STATED TASK:
Report every line in the listing below that contains the string "beige", copying each such line in full. Case counts.

Raw listing:
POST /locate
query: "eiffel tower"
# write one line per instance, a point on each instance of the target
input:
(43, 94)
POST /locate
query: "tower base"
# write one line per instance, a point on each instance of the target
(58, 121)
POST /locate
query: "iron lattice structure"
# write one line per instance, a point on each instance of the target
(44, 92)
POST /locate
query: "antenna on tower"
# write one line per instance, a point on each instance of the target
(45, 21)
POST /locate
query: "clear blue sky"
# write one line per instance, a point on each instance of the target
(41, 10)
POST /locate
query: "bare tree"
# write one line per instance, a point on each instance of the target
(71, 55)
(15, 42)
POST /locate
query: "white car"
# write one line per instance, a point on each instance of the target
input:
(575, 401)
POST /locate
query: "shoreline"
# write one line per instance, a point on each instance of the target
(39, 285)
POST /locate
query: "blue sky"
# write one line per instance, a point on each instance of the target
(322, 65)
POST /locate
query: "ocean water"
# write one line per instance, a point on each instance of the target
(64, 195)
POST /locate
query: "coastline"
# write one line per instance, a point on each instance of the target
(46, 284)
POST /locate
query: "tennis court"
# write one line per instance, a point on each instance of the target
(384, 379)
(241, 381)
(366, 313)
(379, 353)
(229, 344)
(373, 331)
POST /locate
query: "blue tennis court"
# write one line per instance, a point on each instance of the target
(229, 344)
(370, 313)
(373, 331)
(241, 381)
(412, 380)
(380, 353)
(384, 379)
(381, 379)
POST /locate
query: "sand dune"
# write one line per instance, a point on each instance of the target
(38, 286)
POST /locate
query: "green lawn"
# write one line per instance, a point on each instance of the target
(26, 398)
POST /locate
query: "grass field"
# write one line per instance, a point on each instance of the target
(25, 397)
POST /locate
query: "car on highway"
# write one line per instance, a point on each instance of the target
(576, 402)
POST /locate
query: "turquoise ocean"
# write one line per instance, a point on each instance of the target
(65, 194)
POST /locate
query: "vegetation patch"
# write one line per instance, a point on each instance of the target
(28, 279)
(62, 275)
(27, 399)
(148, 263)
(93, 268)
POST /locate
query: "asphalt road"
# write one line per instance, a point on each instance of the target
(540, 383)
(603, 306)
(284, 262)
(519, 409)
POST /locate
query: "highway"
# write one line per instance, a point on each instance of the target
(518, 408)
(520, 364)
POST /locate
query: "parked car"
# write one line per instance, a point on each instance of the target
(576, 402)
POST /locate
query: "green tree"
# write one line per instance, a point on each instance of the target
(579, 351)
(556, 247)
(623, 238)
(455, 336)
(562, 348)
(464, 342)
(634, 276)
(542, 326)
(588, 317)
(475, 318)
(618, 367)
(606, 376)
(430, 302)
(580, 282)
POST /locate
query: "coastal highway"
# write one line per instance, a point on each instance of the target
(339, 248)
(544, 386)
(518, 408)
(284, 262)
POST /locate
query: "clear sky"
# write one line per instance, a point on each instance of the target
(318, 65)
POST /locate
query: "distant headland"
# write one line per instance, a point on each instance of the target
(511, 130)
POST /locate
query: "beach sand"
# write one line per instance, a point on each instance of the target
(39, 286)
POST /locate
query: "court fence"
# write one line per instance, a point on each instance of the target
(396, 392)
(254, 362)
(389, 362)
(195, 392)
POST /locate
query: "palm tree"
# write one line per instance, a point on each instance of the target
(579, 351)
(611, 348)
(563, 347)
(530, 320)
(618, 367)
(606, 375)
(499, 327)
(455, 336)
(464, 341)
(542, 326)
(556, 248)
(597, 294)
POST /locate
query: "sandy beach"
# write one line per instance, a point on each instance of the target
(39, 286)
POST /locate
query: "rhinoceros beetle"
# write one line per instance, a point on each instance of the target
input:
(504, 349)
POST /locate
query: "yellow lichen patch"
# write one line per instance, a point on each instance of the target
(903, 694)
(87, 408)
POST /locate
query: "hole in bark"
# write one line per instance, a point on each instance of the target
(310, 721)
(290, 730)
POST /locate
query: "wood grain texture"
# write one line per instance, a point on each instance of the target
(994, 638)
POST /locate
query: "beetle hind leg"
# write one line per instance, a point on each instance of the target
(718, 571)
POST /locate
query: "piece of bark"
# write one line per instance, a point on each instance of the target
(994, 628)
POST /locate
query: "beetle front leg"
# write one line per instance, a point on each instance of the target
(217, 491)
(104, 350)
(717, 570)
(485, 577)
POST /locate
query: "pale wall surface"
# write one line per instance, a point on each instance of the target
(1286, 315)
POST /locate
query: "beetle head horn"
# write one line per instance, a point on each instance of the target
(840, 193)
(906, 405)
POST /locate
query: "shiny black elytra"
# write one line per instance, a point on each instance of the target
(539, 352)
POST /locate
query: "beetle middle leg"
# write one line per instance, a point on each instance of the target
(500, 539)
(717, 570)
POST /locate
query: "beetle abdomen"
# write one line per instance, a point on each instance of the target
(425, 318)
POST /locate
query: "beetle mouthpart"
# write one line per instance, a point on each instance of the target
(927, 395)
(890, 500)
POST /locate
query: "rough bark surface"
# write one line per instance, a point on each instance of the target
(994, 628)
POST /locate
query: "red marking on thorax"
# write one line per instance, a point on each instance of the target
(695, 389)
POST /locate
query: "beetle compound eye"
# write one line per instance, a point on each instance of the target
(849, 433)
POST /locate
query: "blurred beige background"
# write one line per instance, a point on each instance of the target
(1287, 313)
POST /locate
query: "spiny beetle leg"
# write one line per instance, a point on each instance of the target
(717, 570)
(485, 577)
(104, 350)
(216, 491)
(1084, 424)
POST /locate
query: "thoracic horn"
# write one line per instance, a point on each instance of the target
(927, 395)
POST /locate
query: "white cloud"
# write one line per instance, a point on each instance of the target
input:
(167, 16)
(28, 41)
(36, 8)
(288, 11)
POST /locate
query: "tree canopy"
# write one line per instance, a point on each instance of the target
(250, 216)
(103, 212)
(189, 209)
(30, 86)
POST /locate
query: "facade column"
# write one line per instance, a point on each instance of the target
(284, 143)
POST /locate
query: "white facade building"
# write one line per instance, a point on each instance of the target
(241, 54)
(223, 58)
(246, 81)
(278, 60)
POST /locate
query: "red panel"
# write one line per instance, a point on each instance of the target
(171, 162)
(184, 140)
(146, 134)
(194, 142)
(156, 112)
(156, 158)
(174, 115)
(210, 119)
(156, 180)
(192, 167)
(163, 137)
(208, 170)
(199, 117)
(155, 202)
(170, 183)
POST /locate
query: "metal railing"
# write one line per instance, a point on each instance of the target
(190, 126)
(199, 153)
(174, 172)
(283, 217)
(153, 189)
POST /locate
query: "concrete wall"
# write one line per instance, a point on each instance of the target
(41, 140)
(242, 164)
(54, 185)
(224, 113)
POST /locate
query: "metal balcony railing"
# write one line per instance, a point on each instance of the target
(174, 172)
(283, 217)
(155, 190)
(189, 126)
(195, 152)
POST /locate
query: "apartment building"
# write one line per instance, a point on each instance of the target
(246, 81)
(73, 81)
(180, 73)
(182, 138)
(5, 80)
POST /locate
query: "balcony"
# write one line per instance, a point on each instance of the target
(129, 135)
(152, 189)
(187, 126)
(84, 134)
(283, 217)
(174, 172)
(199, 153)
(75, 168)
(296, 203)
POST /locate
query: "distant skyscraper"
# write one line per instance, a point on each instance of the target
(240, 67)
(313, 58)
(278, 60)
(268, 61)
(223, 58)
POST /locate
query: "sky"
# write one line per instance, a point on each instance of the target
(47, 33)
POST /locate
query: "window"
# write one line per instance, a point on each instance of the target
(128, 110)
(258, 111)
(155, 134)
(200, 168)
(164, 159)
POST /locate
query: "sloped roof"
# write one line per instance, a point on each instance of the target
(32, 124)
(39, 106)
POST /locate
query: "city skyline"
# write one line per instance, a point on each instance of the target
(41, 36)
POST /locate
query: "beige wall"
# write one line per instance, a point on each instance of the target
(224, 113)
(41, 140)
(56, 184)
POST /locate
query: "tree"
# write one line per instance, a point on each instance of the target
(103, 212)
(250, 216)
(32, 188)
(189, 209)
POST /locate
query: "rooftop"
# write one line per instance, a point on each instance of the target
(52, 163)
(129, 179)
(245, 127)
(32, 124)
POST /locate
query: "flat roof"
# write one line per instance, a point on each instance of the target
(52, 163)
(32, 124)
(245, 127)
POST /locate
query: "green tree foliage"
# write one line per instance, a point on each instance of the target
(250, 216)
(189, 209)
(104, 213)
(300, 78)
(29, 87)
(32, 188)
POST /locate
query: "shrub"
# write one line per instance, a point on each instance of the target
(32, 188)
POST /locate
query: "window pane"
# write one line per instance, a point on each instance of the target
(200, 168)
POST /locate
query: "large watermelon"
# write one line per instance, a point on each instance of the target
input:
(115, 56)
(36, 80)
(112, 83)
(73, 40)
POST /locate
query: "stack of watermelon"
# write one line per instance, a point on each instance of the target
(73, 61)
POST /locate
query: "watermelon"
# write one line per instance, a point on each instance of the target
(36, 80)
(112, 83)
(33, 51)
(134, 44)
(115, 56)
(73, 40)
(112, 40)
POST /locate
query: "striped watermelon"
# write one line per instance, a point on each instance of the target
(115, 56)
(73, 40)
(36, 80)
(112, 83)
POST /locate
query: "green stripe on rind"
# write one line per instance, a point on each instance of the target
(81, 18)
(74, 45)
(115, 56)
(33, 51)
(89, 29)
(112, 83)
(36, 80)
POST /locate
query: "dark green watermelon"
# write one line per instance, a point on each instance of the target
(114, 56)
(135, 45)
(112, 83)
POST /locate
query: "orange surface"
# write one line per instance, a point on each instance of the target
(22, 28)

THE REPLY:
query: "blurred beige background"
query: "beige wall"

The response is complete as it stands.